Exercise tasks →
**a.** In the Salt Fork thread below, rewrite the paragraph beginning "Took the wife out yesterday" as a short bulleted list that keeps its main facts.
**b.** Answer these questions from the Salt Fork thread below, one line each:
(i) What bait did BABS use with a slip bobber?
(ii) Near which area did the water clarity get better?
(iii) How many crappie did BABS keep, and in what size range?

Supplied passage →
********
# Salt Fork?



## BABS (Feb 4, 2005)

I will be finally getting my boat onto the lake tomorrow for some afternoon fishing. Hopefully they will be biting! Can anyone tell me the lake conditions? Water temp? Clarity? Level?
THANKS!


----------



## BuckeyeFishinNut (Feb 8, 2005)

BABS said:


> I will be finally getting my boat onto the lake tomorrow for some afternoon fishing. Hopefully they will be biting! Can anyone tell me the lake conditions? Water temp? Clarity? Level?
> THANKS!


How did you do? I am heading out there this morning for a few hours. Haven't been able to make it out there since April.


----------



## BuckeyeFishinNut (Feb 8, 2005)

Took the wife out yesterday, we had a decent day. We caught some largemouth, a smallmouth, a few channel cats, some rock bass, and a bunch of good sized bluegill. Was pitching around for crappie and couldn't keep the bluegill away. Water temp was in the low 70s, clarity by the marina wasn't great but it got a lot better the closer we got to the cabin area. This is only my 2nd time fishing here, so I am not familiar with normal lake conditions. 

I like this lake, just need to spend more time on it.


----------



## BABS (Feb 4, 2005)

Well I fished on 6/7/19 from 2:30PM-7PM. I was fishing in the "smaller SKI" zone near the camp ground. I was targeting Crappie and fished several spots in 12-16' of water. I was using slip bobber with Bass minnows. I caught 25-30 total Crappie. While the amount of fish was not substantial the size was great. I kept 12 fish between 10-12". All the fish were deep. Nothing caught shallow.


----------
********
Given information →
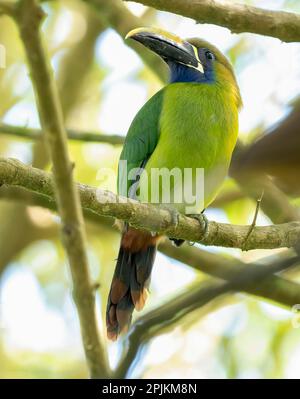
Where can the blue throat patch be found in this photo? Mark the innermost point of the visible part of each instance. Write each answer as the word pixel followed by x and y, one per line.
pixel 183 73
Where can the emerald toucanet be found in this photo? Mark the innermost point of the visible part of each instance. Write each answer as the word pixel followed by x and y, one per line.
pixel 191 123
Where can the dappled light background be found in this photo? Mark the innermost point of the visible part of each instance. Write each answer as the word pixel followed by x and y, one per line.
pixel 102 84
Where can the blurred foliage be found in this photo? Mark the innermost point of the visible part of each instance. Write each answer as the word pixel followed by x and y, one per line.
pixel 235 337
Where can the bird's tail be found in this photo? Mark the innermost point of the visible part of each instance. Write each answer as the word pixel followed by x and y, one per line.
pixel 129 287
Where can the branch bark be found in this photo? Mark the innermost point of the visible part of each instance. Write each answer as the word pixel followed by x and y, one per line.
pixel 275 288
pixel 236 17
pixel 152 218
pixel 159 320
pixel 29 16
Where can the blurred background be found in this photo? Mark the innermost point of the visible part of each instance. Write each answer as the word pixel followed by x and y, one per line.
pixel 102 84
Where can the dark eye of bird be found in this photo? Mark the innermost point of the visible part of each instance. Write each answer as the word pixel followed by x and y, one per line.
pixel 209 55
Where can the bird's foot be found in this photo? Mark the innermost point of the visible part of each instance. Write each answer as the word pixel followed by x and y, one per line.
pixel 173 213
pixel 177 242
pixel 204 224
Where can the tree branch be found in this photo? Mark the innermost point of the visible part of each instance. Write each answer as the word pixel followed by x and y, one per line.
pixel 236 17
pixel 160 319
pixel 151 217
pixel 29 17
pixel 275 288
pixel 34 134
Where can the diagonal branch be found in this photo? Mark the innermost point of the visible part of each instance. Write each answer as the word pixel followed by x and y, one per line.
pixel 279 289
pixel 236 17
pixel 275 288
pixel 152 218
pixel 161 319
pixel 29 16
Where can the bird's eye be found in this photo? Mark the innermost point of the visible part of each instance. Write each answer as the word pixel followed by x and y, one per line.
pixel 209 55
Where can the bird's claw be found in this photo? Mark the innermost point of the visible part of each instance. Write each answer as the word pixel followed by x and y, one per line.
pixel 173 213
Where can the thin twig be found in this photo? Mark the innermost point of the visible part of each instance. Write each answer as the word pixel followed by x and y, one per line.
pixel 236 17
pixel 29 16
pixel 253 224
pixel 30 133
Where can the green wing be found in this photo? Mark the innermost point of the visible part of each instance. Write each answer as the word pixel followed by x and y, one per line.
pixel 140 141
********
Responses per task →
**a.**
- Decent day on the lake.
- Caught largemouth, a smallmouth, a few channel cats, some rock bass and many good-sized bluegill.
- While pitching for crappie, couldn't keep the bluegill away.
- Water temperature was in the low 70s.
- Clarity was poor by the marina but improved closer to the cabin area.
- Only the second time fishing this lake, so normal conditions are unfamiliar.

**b.**
(i) Bass minnows.
(ii) The cabin area.
(iii) 12 fish, between 10 and 12 inches.